**WORK REQUIRED**
Copy exactly, please, the line that has "Definition first: for each instance of the forest" in it along with every line after it to the end of the listing.

┏━━

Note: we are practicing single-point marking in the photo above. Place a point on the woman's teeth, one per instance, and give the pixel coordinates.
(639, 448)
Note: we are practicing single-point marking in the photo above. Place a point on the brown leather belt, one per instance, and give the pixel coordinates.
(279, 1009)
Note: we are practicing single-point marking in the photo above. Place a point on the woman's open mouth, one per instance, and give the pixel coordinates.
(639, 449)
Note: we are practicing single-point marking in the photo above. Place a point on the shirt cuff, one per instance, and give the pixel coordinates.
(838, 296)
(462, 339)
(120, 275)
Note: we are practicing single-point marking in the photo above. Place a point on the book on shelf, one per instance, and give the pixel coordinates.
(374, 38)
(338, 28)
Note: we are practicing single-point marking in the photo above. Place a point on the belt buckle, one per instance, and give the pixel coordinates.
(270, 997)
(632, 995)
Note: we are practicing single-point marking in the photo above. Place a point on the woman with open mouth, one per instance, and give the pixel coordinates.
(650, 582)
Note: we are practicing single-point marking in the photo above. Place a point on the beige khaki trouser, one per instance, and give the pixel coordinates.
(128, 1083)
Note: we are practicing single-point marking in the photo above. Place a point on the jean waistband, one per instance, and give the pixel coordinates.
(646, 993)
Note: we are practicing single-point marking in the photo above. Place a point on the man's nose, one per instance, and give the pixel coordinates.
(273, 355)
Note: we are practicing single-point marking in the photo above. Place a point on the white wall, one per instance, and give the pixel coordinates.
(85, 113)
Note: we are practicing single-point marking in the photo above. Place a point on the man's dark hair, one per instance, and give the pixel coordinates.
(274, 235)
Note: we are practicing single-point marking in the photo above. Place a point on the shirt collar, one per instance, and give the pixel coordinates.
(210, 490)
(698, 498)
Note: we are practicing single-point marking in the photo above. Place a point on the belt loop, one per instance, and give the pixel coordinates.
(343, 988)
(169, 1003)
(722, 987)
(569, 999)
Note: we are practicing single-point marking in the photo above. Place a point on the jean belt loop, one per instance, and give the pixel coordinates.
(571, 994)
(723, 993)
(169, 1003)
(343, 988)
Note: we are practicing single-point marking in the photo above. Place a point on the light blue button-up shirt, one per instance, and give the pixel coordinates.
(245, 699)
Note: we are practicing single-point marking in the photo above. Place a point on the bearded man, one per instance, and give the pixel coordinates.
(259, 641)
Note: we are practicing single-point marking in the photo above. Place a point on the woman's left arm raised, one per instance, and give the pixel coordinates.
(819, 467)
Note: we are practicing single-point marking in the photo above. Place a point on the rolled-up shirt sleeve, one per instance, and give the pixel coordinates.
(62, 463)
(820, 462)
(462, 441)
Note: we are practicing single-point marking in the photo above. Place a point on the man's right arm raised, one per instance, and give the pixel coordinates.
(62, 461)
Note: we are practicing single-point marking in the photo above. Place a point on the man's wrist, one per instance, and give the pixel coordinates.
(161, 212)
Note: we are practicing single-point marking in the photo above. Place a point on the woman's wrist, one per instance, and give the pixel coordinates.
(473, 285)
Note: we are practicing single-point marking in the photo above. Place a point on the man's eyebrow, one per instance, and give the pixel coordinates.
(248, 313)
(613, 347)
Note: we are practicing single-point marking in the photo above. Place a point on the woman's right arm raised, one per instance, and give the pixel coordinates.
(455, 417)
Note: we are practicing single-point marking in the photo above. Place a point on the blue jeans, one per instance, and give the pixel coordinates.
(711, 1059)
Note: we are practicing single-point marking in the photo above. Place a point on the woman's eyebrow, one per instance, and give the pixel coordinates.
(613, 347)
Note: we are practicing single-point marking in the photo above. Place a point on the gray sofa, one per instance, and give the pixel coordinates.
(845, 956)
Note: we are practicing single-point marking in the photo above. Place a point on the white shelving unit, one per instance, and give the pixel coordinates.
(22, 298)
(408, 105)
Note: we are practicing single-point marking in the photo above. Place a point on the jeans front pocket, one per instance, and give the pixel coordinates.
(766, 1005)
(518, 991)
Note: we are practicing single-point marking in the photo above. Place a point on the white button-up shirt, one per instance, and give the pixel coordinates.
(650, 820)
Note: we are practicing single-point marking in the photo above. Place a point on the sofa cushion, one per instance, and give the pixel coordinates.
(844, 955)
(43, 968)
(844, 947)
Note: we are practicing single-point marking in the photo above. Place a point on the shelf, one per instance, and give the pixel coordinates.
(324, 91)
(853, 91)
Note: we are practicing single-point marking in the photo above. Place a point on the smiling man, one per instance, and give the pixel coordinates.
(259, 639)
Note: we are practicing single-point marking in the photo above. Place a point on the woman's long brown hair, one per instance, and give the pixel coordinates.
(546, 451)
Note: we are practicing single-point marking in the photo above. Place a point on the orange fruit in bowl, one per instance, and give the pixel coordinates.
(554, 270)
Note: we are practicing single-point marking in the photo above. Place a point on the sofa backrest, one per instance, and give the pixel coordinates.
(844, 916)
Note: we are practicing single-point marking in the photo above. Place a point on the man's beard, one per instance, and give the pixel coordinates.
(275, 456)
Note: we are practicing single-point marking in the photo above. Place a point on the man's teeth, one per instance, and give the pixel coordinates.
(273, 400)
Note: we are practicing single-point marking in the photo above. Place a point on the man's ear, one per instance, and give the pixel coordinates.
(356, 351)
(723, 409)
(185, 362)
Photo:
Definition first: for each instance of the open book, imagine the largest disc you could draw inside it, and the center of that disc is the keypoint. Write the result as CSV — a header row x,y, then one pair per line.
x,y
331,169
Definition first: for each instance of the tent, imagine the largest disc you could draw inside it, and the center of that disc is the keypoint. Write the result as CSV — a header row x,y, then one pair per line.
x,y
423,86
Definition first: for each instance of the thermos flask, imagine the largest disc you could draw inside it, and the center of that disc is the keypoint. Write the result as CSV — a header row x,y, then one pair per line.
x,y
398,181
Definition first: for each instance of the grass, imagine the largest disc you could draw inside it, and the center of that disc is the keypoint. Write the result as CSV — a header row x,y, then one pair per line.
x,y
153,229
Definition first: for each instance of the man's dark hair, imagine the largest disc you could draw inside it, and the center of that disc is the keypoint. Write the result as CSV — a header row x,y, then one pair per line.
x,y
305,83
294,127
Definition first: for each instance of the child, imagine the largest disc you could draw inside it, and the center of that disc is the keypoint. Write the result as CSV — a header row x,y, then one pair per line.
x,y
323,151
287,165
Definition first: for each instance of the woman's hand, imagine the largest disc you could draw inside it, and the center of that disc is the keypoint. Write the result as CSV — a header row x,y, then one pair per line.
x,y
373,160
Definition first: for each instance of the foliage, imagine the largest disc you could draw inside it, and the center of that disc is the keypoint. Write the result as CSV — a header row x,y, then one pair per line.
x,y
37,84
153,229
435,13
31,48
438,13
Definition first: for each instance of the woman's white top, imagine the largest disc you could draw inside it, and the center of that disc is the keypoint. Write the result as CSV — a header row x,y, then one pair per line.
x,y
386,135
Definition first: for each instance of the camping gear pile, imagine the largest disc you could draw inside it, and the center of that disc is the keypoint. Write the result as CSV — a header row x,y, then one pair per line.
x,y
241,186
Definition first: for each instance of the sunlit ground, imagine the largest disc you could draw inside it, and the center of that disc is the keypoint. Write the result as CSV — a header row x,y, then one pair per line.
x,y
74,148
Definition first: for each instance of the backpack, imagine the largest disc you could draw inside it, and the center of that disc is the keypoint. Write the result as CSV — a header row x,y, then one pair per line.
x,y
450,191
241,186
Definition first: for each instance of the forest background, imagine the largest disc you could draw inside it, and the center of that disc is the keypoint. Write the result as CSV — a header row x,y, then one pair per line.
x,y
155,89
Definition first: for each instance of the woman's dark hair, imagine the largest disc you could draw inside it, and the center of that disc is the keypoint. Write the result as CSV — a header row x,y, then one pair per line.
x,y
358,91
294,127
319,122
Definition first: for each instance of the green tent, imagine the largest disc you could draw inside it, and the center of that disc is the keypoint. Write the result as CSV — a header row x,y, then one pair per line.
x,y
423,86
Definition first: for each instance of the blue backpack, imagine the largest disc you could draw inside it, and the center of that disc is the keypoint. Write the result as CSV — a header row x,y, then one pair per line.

┗━━

**RESULT**
Definition first: for each instance of the forest background, imagine the largest disc you could draw inside it, and the center of that disc is the keypoint. Write the result as CSV — a header row x,y, then one pair per line.
x,y
155,89
Definition first: for each instance of the woman's dark hair, imagine the largest disc you could draw inside it, and the center of that disc is the keypoint. Write the result as CSV — a header row x,y, then one pair per line.
x,y
358,91
294,127
319,122
Definition first: for each instance of the green tent, imagine the largest disc you could draw inside it, and the center of that disc is the keypoint. Write the result as CSV — a header row x,y, then one pair per line.
x,y
423,86
Definition first: for each instance of the blue backpack, imagine the largest disc you could draw inside it, and the center of that disc is the keypoint. Write the result as CSV — a header row x,y, then one pair per line.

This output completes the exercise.